* _Reading text_
%%
Another View 2015 / Mediterranea / Germany, USA, United Kingdom, Italy, France 2015
Ayiva and Abas are part of a group of immigrants who undergo a distressing journey across the sea from Africa to Italy. Ayiva uses sheer willpower to find his footing, while Abas first succumbs to resignation and then to hatred toward everything in the new land. The pair embody the two fundamental approaches to the situation facing immigrants from countries with completely different cultures after they arrive in Europe.
%%
* _Items_
%%
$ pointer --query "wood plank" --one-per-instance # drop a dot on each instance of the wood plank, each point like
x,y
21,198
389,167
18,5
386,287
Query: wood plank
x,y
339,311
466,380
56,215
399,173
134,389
%%
* _Written problem_
Please pick up the Mediterranea film description after its final sentence and add a few more sentences in the same style. The records have no role here.

* _Response for this exercise_
Although the story’s focus is on the young African man Abas and his older friend Ayiva, every now and then the director has them blend in with the large group of African immigrants barely eking out a living in a small Italian town. The first twenty minutes of the film depict their journey from Africa to Europe in a way that makes us feel exposed to the same inhuman conditions as they are. After reaching the Italian shore, they go through all the trials familiar from news reports: sub-standard housing, the vain quest for work, mounting aggression as the consequence of despair and dashed hopes, and having to face the ostracism and brutality of the local inhabitants. Here, too, the director tries to pull the viewer into the events unfolding onscreen. His film feels neither fabulated nor artificially dramatic. Although he reveals many hidden contexts, he is capable of making us think that he is merely recording reality in its rawest form and that it is we who have begun to reflect upon it with understanding.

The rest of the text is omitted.